→ **Texte cité**:
Europe - Espagne - José Agustín Goytisolo

José Agustín Goytisolo (1928-1999) était un écrivain, traducteur et poète  de Catalogne, de langue castillane (espagnol) et catalane.
Poète humaniste, engagé, nombre de ses textes sont chantés par Paco Ibáñez, (l'album  2004 s'intitule Paco Ibáñez canta a José Agustín Goytisolo). Source : Wikipedia

Érase una vez

Érase una vez
un lobito bueno
al que maltrataban
todos los corderos.

Y había también
un príncipe malo,
una bruja hermosa
y un pirata honrado.

Todas estas cosas
había una vez
cuando yo soñaba
un mundo al revés.

José Agustín Goytisolo

Il était une fois

Il était une fois
un petit loup gentil
qui était maltraité
par tous les moutons.

Et il y avait aussi
un mauvais prince,
une jolie sorcière
et un pirate honnête.

Il était une fois
toutes ces choses-là
quand je rêvais
d’un monde à l’envers.

José Agustín Goytisolo 


29 avril 2007

Europe - Espagne - Antonio Machado

Antonio Machado (1875-1939) est un poète espagnol de la Génération de 98, mouvement "Moderniste" initié par le poète espagnol Rubén Darío. C'est d'ailleurs après sa rencontre avec Rubén Darío et d'autres poètes comme Verlaine et Paul Fort, que Machado publie son premier livre de poésies en 1903 : Soledades (Solitudes).

→ **Travail demandé**: Traduisez en anglais la phrase suivante du texte cité ci-dessus : « José Agustín Goytisolo (1928-1999) était un écrivain, traducteur et poète de Catalogne, de langue castillane (espagnol) et catalane. »

→ **Jeu de données**:
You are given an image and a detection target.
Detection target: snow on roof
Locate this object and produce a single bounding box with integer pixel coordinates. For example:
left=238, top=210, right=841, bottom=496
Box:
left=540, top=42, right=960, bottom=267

→ **Solution détaillée**: José Agustín Goytisolo (1928-1999) was a writer, translator, and poet from Catalonia who wrote in Castilian (Spanish) and Catalan.